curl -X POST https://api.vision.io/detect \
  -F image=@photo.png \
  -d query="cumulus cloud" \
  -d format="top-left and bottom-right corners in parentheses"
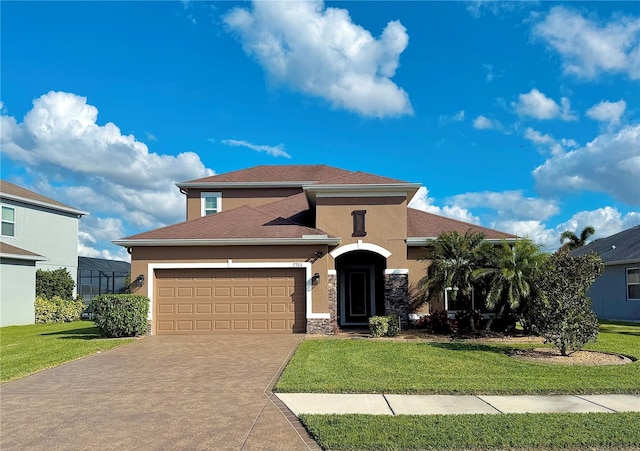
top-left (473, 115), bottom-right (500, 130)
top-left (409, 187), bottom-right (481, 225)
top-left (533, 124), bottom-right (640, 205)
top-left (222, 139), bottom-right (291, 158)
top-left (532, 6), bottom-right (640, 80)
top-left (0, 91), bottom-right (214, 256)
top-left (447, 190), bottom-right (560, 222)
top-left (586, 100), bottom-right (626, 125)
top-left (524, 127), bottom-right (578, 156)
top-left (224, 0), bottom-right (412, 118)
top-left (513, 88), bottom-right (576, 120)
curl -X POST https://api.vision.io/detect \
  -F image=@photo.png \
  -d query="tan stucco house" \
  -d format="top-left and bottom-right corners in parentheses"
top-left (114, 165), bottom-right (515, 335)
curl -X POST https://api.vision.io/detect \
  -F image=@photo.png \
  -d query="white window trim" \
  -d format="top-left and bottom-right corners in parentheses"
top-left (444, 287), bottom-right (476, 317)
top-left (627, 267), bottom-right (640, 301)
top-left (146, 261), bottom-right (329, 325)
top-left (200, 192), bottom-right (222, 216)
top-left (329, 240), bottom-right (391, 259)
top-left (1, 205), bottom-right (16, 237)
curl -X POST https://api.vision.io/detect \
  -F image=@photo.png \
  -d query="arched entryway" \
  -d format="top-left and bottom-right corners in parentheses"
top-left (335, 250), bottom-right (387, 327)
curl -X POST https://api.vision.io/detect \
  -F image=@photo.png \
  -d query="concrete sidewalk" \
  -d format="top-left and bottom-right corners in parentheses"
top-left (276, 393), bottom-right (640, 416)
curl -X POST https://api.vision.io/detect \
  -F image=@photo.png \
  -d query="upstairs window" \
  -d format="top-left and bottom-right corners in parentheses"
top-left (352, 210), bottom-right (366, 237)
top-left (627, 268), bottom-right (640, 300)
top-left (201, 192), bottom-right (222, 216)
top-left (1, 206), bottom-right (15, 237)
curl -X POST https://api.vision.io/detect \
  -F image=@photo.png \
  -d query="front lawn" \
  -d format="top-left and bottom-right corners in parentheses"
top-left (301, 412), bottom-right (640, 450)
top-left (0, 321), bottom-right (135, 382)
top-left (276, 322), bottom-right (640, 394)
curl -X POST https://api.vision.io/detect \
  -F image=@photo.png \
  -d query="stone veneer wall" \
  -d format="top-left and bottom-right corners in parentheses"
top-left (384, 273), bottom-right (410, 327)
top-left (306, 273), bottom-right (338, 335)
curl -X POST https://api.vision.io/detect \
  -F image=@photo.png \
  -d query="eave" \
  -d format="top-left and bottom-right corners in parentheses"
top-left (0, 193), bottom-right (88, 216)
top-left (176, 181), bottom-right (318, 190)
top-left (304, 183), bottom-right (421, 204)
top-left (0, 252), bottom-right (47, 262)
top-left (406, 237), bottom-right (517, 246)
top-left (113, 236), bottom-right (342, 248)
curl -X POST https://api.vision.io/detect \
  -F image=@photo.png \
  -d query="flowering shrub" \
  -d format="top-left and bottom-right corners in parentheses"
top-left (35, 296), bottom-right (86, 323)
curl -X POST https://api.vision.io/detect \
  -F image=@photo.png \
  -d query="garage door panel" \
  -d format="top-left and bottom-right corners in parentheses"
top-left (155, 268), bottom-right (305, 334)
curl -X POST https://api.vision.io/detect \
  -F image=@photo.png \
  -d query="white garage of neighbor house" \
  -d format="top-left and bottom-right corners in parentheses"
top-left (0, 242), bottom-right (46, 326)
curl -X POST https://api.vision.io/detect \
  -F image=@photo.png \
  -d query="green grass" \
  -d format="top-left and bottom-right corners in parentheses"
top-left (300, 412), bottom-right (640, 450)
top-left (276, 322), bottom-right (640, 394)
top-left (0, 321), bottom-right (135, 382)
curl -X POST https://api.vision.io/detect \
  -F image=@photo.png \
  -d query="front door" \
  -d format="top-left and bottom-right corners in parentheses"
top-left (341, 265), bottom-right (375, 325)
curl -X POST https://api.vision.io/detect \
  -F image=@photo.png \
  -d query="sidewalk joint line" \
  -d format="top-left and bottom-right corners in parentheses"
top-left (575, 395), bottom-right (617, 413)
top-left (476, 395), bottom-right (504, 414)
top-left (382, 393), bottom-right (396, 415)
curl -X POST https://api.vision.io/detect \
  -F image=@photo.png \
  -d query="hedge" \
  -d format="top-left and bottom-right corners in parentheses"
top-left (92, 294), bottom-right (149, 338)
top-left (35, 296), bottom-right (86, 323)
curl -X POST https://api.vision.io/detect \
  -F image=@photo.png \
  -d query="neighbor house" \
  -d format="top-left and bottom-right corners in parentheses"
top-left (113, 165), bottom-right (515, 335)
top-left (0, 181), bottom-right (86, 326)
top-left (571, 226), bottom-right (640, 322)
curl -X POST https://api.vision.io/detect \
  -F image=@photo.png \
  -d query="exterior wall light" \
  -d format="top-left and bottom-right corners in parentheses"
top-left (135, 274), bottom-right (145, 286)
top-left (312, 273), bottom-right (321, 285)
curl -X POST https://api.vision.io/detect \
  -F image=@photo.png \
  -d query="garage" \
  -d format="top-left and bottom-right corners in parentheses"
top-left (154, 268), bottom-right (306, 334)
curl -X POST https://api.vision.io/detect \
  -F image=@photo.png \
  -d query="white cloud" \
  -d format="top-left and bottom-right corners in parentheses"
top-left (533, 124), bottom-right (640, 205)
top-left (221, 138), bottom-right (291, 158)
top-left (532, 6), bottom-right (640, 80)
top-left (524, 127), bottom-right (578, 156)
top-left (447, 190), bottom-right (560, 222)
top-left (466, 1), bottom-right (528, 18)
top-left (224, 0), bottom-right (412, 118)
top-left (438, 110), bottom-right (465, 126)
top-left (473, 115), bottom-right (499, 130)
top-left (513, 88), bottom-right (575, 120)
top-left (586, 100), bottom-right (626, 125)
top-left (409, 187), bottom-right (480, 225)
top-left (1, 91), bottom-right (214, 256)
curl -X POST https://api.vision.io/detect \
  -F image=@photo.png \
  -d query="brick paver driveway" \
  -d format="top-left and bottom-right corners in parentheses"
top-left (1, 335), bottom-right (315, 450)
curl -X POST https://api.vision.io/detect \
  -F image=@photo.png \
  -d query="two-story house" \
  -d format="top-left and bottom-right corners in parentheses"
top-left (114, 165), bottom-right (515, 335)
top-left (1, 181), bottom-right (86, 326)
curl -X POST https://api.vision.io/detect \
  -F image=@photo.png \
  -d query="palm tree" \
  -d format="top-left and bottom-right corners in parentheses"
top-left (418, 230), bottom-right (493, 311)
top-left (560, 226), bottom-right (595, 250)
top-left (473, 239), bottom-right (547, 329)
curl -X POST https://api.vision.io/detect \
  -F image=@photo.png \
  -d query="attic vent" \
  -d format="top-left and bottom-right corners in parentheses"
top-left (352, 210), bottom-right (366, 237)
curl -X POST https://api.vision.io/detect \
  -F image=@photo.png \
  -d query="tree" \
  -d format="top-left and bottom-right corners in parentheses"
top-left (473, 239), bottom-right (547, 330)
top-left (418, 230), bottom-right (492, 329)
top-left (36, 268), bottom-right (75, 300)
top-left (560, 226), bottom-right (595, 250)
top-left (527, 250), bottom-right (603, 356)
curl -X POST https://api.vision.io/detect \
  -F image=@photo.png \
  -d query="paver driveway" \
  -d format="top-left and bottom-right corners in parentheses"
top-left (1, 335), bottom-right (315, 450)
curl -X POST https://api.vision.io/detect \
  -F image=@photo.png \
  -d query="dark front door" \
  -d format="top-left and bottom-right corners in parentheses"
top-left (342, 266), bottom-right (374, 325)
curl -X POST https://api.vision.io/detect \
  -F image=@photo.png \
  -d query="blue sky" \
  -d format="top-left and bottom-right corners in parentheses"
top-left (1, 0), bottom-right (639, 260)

▶ [Your goal]: Find how many lines in the material above hold the word "sidewalk", then reply with only that figure.

▶ [Response to the task]: 2